About this exercise> In the records below, find the line containing "Where can you spot the tilted"; copy exactly that line and all lines after it to the end, and nothing else.

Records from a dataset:
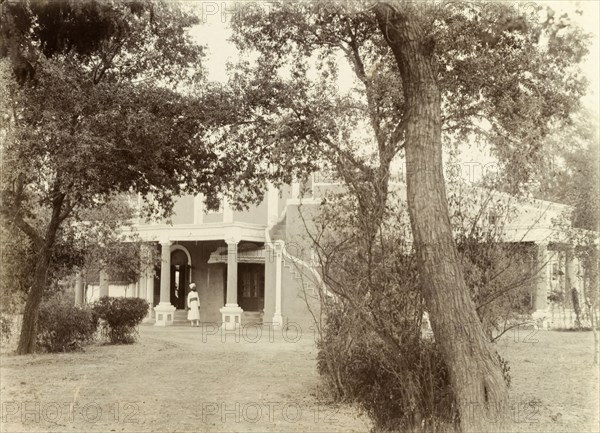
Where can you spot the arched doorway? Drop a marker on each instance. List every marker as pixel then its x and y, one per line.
pixel 180 270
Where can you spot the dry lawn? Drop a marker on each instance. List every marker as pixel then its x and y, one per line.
pixel 179 379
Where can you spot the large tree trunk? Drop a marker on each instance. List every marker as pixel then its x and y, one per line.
pixel 28 336
pixel 475 372
pixel 27 339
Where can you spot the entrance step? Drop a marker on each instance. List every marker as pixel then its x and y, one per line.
pixel 252 317
pixel 180 318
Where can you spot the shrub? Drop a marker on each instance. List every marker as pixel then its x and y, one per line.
pixel 402 387
pixel 64 327
pixel 120 318
pixel 5 327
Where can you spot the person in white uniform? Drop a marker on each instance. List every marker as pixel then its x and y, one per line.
pixel 193 306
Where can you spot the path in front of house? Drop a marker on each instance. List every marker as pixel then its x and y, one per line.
pixel 175 379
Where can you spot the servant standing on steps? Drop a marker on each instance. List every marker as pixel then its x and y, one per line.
pixel 193 303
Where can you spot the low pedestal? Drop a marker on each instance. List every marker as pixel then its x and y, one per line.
pixel 232 316
pixel 165 314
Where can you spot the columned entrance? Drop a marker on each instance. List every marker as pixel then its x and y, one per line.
pixel 180 270
pixel 251 286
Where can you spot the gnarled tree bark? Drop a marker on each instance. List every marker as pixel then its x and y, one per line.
pixel 475 371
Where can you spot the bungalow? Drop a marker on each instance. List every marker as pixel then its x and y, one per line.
pixel 254 266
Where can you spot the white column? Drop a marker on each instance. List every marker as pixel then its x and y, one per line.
pixel 231 313
pixel 103 277
pixel 164 311
pixel 295 190
pixel 227 211
pixel 199 209
pixel 542 266
pixel 272 204
pixel 277 318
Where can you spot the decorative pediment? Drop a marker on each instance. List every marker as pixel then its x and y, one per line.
pixel 246 253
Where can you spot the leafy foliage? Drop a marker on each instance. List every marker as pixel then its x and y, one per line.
pixel 63 327
pixel 120 317
pixel 400 390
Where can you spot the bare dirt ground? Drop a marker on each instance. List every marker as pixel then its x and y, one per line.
pixel 554 382
pixel 189 379
pixel 174 379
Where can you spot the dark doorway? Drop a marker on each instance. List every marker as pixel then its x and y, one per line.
pixel 156 285
pixel 251 286
pixel 179 285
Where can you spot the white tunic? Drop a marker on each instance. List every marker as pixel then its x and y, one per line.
pixel 193 305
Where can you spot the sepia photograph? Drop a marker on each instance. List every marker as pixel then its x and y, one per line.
pixel 299 216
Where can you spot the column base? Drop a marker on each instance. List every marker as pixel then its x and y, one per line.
pixel 150 316
pixel 277 321
pixel 165 314
pixel 232 316
pixel 542 319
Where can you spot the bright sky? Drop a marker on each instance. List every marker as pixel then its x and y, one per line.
pixel 214 33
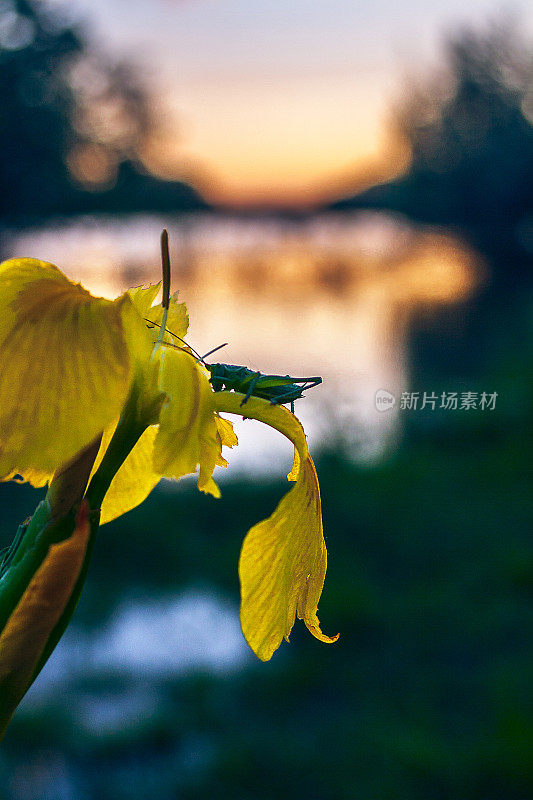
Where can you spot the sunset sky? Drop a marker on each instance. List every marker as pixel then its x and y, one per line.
pixel 272 100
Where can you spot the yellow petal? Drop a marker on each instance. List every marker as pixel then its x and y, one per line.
pixel 187 420
pixel 65 366
pixel 283 559
pixel 135 479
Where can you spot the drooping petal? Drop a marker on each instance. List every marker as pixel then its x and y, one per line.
pixel 283 558
pixel 65 366
pixel 187 419
pixel 134 480
pixel 39 610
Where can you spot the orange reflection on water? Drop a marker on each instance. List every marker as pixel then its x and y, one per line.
pixel 329 295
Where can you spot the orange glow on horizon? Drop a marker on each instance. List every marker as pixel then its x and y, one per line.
pixel 297 148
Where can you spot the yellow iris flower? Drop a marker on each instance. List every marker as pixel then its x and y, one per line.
pixel 74 367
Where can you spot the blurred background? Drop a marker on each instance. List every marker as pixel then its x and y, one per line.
pixel 349 193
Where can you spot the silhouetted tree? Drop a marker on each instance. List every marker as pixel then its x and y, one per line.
pixel 71 124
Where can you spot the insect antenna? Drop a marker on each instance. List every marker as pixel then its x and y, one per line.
pixel 220 346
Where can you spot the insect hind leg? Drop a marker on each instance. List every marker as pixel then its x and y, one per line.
pixel 253 384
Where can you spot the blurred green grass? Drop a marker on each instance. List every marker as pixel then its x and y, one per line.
pixel 430 583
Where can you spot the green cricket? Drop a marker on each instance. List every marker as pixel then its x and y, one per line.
pixel 278 389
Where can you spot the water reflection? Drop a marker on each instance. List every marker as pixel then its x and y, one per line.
pixel 330 295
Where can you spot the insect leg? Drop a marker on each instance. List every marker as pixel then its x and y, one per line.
pixel 253 384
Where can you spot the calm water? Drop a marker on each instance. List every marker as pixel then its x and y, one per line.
pixel 331 296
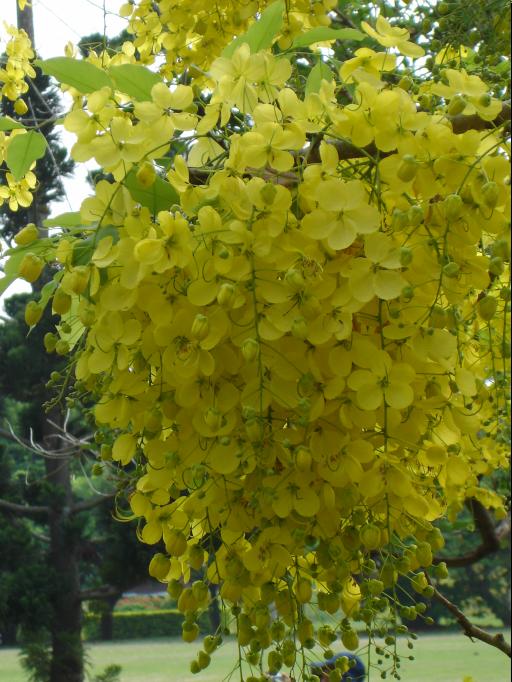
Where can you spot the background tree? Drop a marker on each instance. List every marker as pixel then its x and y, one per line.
pixel 363 163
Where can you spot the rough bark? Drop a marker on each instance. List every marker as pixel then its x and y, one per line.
pixel 66 624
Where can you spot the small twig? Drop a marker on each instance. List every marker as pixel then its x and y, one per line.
pixel 491 537
pixel 25 509
pixel 104 592
pixel 91 502
pixel 473 631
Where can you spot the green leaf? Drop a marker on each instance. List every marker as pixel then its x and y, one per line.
pixel 134 80
pixel 159 197
pixel 15 256
pixel 72 318
pixel 49 288
pixel 317 74
pixel 81 75
pixel 23 150
pixel 83 249
pixel 321 33
pixel 8 123
pixel 261 34
pixel 70 219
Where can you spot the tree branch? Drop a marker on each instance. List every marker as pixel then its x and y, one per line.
pixel 104 592
pixel 460 124
pixel 90 503
pixel 470 630
pixel 24 509
pixel 491 536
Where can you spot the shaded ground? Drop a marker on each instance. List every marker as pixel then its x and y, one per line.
pixel 439 658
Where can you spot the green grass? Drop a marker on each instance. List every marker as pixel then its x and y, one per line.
pixel 439 658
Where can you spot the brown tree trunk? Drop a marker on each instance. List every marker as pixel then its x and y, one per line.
pixel 66 623
pixel 107 619
pixel 25 20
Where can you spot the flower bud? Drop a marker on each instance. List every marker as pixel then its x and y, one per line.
pixel 62 347
pixel 250 349
pixel 415 215
pixel 457 105
pixel 31 267
pixel 213 418
pixel 487 307
pixel 200 327
pixel 146 175
pixel 159 566
pixel 490 193
pixel 407 168
pixel 226 295
pixel 268 193
pixel 27 235
pixel 496 266
pixel 50 341
pixel 33 313
pixel 61 302
pixel 405 256
pixel 453 206
pixel 451 270
pixel 295 280
pixel 299 328
pixel 20 107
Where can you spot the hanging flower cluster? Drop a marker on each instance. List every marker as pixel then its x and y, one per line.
pixel 294 336
pixel 190 33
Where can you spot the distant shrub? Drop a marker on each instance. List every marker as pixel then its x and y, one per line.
pixel 141 624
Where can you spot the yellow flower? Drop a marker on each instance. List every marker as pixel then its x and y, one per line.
pixel 393 36
pixel 343 212
pixel 18 193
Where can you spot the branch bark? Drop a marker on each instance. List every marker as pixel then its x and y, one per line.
pixel 473 631
pixel 490 534
pixel 460 124
pixel 90 503
pixel 24 509
pixel 103 592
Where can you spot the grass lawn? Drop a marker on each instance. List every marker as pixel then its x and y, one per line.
pixel 439 658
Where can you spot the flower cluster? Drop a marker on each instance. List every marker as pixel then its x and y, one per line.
pixel 294 334
pixel 189 33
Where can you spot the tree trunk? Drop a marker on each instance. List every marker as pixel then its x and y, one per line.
pixel 66 624
pixel 214 610
pixel 25 20
pixel 107 619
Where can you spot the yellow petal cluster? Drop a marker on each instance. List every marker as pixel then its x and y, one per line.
pixel 299 361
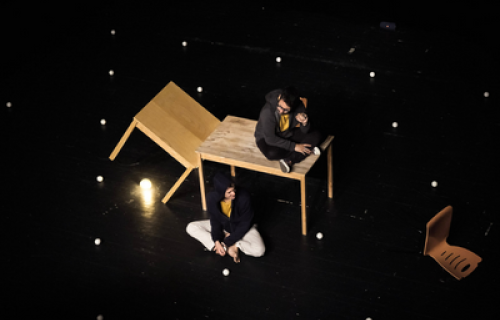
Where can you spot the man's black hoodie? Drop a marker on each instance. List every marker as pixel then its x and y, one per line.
pixel 241 212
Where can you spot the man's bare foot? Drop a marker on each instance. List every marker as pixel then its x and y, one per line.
pixel 234 252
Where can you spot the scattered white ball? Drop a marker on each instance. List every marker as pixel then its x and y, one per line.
pixel 145 184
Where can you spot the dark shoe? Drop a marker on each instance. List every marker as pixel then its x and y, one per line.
pixel 285 166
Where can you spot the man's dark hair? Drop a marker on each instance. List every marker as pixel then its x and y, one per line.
pixel 290 96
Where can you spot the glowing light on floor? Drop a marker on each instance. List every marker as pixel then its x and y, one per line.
pixel 145 184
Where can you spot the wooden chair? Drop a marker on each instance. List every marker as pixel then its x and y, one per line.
pixel 177 123
pixel 459 262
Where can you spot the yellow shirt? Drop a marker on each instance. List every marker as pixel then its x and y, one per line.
pixel 284 122
pixel 226 208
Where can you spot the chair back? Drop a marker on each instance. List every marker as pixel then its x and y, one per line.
pixel 458 261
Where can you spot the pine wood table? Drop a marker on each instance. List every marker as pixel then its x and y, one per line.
pixel 233 143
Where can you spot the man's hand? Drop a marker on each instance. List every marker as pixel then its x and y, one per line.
pixel 302 118
pixel 219 249
pixel 234 253
pixel 302 148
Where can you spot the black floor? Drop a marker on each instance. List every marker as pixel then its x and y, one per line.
pixel 431 75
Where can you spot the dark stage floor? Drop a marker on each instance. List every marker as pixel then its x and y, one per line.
pixel 430 79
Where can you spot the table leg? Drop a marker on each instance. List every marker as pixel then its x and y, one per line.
pixel 177 184
pixel 303 204
pixel 202 184
pixel 330 172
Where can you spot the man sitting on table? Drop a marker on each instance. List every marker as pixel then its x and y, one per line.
pixel 230 225
pixel 276 133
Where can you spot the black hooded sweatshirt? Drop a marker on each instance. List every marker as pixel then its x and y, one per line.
pixel 267 127
pixel 241 212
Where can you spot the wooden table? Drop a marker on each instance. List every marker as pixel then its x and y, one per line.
pixel 233 143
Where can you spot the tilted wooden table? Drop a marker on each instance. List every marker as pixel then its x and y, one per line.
pixel 233 143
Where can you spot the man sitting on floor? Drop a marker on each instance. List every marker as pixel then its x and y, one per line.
pixel 230 224
pixel 276 133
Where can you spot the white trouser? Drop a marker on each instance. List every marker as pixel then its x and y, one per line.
pixel 251 243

Answer box>
Where can you spot the tilted wooden table? Drop a marker on each instance. List every marker as pixel then its x and y, one per line.
pixel 233 143
Where can you spot the man sitting on floor? Drop a marker on each instance. List every marker as pixel then its x and y, one per line.
pixel 230 224
pixel 276 133
Where can you spot the white trouser? Drop a marker on each instance. List every marker as pixel then its x and y, one per line.
pixel 251 243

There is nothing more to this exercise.